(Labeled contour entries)
----------
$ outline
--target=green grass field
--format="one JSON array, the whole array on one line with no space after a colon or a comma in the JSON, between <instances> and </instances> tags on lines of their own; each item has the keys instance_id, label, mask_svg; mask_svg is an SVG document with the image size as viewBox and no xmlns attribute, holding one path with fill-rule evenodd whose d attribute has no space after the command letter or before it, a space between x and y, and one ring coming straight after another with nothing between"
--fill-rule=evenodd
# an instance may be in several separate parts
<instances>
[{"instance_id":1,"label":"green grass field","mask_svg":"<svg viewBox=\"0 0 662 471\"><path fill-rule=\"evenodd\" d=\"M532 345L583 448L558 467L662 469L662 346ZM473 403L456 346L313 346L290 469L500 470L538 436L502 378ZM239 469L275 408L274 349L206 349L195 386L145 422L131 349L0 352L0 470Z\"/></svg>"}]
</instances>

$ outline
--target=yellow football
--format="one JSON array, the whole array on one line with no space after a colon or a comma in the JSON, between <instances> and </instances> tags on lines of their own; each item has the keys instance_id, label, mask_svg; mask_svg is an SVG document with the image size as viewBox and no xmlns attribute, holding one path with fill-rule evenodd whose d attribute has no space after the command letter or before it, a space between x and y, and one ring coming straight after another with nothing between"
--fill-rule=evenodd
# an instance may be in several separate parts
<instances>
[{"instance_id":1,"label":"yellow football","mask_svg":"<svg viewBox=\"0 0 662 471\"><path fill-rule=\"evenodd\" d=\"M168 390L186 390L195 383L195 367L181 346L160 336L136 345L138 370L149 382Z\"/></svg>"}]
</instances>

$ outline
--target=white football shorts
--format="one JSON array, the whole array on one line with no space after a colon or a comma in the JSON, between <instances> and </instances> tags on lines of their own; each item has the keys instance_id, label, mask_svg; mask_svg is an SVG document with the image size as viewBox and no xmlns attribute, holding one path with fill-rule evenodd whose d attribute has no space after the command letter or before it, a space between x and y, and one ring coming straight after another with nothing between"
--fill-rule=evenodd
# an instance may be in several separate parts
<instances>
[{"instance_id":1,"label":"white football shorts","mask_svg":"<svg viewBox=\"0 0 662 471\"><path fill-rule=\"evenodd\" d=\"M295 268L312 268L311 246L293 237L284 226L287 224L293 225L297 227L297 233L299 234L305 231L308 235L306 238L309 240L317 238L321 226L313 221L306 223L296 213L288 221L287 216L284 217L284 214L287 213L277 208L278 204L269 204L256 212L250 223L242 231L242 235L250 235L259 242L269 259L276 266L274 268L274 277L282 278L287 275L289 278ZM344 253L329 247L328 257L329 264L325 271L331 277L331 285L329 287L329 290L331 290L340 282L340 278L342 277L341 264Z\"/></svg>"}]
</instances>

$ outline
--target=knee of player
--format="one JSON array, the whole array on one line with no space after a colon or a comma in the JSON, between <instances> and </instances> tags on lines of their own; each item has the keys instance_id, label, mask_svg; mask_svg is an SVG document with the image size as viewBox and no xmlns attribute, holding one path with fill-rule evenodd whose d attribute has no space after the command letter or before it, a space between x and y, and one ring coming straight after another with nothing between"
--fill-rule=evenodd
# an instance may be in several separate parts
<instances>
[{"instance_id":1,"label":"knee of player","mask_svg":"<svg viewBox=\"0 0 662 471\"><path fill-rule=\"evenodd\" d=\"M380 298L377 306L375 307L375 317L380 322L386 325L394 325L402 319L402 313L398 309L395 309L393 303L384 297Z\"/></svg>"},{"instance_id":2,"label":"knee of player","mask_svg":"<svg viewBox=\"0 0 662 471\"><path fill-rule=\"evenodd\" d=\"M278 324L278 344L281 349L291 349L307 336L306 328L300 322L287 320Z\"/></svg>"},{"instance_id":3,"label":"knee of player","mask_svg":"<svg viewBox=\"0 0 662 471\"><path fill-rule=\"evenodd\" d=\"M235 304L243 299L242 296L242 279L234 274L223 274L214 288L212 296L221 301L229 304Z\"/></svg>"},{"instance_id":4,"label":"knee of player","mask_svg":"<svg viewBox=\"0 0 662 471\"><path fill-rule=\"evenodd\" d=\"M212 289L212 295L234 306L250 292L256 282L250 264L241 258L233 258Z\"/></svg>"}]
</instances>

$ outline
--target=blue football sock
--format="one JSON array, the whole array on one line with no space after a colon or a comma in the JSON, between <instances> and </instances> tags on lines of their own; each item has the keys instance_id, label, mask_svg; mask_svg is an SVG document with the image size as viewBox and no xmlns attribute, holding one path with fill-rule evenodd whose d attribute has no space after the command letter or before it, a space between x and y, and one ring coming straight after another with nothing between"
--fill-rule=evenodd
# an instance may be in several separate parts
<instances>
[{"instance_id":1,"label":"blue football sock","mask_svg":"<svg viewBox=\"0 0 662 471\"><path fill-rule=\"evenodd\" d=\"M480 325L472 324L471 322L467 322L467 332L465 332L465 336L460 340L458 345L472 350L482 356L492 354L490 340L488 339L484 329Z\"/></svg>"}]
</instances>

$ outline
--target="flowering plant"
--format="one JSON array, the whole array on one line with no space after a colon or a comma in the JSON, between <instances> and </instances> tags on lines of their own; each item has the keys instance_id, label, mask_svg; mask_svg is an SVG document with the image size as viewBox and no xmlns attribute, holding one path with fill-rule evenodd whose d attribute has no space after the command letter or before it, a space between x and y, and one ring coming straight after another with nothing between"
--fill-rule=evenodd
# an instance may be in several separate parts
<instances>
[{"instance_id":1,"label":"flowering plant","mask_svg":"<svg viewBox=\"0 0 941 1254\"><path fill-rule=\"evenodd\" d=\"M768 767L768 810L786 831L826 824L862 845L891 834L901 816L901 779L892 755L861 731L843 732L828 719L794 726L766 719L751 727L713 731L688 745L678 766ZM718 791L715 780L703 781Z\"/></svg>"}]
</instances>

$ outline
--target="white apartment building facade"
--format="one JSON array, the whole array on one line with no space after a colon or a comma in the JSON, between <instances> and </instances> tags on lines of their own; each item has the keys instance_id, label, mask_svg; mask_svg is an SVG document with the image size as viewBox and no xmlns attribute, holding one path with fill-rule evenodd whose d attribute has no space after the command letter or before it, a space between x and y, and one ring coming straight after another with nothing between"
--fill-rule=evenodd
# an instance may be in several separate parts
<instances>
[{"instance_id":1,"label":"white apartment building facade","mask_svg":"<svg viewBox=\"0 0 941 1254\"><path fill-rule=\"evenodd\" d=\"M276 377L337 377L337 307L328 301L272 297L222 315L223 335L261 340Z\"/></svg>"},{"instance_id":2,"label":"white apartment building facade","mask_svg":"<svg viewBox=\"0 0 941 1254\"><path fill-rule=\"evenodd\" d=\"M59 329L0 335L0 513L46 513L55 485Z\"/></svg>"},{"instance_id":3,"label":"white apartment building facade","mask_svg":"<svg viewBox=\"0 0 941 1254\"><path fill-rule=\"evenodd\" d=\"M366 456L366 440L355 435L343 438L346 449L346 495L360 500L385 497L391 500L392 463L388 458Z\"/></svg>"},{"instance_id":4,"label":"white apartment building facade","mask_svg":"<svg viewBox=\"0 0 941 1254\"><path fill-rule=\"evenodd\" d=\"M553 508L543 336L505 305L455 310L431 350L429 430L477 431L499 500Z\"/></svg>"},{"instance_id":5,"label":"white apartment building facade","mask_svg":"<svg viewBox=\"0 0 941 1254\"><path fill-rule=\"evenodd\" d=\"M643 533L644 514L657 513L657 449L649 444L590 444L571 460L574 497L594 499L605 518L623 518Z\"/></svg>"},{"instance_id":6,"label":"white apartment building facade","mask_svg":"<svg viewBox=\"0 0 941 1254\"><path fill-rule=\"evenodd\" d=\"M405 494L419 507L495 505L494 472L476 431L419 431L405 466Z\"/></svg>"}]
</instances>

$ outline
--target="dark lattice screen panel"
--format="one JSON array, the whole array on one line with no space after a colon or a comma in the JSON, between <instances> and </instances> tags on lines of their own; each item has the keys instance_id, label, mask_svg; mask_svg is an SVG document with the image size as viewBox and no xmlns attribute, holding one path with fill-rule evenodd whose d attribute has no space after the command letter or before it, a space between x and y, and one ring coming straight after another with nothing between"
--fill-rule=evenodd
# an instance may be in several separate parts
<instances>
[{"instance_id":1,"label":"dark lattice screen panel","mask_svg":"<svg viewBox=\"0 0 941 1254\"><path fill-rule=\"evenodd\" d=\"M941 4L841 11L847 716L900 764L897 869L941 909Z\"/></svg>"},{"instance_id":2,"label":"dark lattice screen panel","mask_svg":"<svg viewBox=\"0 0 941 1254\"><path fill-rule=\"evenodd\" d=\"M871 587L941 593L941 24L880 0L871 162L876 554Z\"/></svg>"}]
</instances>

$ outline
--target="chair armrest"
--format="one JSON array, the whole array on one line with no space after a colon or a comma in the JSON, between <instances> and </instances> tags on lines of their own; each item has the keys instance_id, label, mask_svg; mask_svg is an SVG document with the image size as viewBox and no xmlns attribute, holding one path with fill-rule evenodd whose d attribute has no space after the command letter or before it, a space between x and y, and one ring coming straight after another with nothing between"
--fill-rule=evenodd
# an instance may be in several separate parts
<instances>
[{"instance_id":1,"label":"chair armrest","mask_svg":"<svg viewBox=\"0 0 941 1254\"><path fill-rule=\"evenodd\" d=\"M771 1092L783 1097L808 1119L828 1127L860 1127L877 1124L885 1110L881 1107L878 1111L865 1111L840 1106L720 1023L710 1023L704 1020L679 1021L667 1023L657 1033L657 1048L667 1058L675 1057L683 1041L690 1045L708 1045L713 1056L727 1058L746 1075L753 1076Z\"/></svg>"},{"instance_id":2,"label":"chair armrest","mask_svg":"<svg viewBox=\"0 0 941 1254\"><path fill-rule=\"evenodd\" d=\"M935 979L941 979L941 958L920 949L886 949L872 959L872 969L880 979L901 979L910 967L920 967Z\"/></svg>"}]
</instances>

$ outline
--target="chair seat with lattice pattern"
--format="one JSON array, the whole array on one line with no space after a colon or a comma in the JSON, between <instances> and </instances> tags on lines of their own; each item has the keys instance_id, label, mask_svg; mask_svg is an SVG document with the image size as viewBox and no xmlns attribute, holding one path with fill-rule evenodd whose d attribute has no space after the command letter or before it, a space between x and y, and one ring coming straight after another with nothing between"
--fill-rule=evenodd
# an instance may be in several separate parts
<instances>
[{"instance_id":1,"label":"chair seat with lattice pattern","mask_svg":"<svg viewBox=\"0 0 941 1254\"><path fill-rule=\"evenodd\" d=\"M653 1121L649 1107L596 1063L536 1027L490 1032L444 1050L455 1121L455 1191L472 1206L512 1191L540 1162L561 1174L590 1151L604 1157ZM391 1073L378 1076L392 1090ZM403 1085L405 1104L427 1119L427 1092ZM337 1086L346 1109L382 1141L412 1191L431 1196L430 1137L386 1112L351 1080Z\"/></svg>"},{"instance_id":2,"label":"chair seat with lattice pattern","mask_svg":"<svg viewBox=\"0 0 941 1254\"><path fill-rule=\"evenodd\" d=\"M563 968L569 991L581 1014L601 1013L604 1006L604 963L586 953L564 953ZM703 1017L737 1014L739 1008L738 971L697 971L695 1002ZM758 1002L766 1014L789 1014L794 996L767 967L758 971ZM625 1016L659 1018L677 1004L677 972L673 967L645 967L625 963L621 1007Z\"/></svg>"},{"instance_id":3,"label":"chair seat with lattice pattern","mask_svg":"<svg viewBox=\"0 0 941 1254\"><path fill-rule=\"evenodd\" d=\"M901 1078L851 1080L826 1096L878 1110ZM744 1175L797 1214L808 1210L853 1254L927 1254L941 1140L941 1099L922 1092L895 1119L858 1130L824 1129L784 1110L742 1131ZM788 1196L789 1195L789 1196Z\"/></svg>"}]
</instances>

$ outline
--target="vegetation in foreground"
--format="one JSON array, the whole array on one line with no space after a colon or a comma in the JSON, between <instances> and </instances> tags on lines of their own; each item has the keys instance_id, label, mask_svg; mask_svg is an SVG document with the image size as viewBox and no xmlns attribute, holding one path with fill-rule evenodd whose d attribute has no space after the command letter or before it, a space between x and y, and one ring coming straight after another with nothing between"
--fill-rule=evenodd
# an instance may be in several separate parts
----------
• _TO DO_
Report each line of the material above that contains the string "seat", matching case exactly.

• _ANSWER TO THIS EXERCISE_
--target="chair seat with lattice pattern"
[{"instance_id":1,"label":"chair seat with lattice pattern","mask_svg":"<svg viewBox=\"0 0 941 1254\"><path fill-rule=\"evenodd\" d=\"M653 1121L649 1107L596 1063L536 1027L490 1032L444 1050L455 1121L455 1191L472 1206L512 1191L540 1162L561 1174L590 1151L604 1157ZM391 1073L378 1076L392 1090ZM403 1085L405 1104L427 1119L427 1092ZM337 1086L346 1109L382 1141L412 1191L431 1196L430 1137L386 1112L351 1080Z\"/></svg>"},{"instance_id":2,"label":"chair seat with lattice pattern","mask_svg":"<svg viewBox=\"0 0 941 1254\"><path fill-rule=\"evenodd\" d=\"M563 968L569 991L581 1014L601 1013L604 1006L604 963L586 953L564 953ZM703 1017L737 1014L739 1008L738 971L697 971L695 1002ZM758 1002L766 1014L789 1014L794 996L767 967L758 971ZM625 1016L659 1018L677 1004L677 972L673 967L645 967L625 963L621 1007Z\"/></svg>"},{"instance_id":3,"label":"chair seat with lattice pattern","mask_svg":"<svg viewBox=\"0 0 941 1254\"><path fill-rule=\"evenodd\" d=\"M901 1078L851 1080L826 1096L878 1110ZM744 1175L797 1214L808 1210L853 1254L927 1254L941 1140L941 1099L922 1092L895 1119L858 1130L824 1129L784 1110L742 1131ZM788 1196L789 1195L789 1196Z\"/></svg>"}]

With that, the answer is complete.